### Written problem
Copy every line again, requests included, from the line that contains "the dry vegetation" through the end of the items. Scale each point coordinate in the answers by 0.9, rounding to whole numbers with halves rounded up.
--- begin Given records ---
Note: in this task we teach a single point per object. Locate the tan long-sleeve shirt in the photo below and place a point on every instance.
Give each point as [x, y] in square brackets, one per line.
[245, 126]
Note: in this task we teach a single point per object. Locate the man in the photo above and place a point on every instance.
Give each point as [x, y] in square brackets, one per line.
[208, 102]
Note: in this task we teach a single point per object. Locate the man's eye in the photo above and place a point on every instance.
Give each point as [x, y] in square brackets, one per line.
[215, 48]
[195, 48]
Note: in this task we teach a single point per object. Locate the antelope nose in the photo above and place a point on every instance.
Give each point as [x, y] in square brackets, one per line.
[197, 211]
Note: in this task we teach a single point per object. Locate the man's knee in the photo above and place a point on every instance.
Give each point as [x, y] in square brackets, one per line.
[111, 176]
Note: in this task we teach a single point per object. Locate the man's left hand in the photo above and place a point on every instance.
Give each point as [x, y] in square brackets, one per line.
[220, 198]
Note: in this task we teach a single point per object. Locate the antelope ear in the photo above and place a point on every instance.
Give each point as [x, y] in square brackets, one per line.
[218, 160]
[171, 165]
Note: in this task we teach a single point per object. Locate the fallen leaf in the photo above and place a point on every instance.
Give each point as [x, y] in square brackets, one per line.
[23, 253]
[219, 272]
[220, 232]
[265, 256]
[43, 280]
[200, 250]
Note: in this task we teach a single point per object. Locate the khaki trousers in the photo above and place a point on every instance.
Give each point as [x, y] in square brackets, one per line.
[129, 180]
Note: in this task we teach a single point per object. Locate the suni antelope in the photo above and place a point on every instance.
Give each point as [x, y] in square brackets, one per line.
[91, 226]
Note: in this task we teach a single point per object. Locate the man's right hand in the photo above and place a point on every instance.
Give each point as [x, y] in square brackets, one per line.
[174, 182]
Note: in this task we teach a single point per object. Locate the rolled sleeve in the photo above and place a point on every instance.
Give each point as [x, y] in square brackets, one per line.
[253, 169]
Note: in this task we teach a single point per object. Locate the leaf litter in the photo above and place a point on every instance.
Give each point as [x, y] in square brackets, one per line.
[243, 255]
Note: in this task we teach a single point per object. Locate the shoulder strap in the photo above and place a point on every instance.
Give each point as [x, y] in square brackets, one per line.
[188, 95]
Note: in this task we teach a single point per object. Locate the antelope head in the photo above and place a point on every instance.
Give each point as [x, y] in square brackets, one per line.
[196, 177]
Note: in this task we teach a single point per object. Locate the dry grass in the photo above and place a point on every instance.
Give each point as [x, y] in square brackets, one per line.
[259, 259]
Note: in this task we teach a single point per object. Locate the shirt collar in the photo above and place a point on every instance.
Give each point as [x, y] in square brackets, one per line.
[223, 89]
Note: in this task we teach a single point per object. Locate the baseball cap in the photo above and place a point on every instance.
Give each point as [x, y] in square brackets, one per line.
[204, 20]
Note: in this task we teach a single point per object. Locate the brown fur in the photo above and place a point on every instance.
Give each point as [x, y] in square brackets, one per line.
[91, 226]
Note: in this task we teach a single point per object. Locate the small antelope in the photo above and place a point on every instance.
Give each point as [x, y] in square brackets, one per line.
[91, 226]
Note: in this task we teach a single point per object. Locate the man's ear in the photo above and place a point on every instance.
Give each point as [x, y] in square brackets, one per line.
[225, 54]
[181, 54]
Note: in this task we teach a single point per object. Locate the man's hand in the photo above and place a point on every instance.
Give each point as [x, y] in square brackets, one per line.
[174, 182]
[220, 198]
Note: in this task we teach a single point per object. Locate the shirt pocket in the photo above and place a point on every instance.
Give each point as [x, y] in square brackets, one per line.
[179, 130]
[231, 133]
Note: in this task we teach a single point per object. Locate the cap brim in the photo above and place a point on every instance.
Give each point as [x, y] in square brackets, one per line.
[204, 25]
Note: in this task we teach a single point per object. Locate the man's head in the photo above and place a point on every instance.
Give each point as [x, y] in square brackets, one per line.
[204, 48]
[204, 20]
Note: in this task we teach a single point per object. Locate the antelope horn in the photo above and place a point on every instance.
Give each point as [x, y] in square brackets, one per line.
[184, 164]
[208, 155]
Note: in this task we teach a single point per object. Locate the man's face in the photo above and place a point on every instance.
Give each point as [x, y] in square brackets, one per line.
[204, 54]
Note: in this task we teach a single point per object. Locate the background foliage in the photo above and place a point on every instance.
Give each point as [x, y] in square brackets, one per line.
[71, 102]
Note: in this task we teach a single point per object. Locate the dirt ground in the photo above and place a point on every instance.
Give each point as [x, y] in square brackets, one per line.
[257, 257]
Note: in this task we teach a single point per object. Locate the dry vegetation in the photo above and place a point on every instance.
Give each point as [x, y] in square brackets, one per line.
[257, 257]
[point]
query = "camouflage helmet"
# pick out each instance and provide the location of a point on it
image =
--- end Given records ---
### Written answer
Note: in this task we teach a single point per object. Locate the dry vegetation in the photo above and place a point on every instance.
Give each point as [x, y] in square brackets, one per line.
[231, 231]
[point]
query = "camouflage helmet"
# pick out each instance and provide the location of a point on it
image =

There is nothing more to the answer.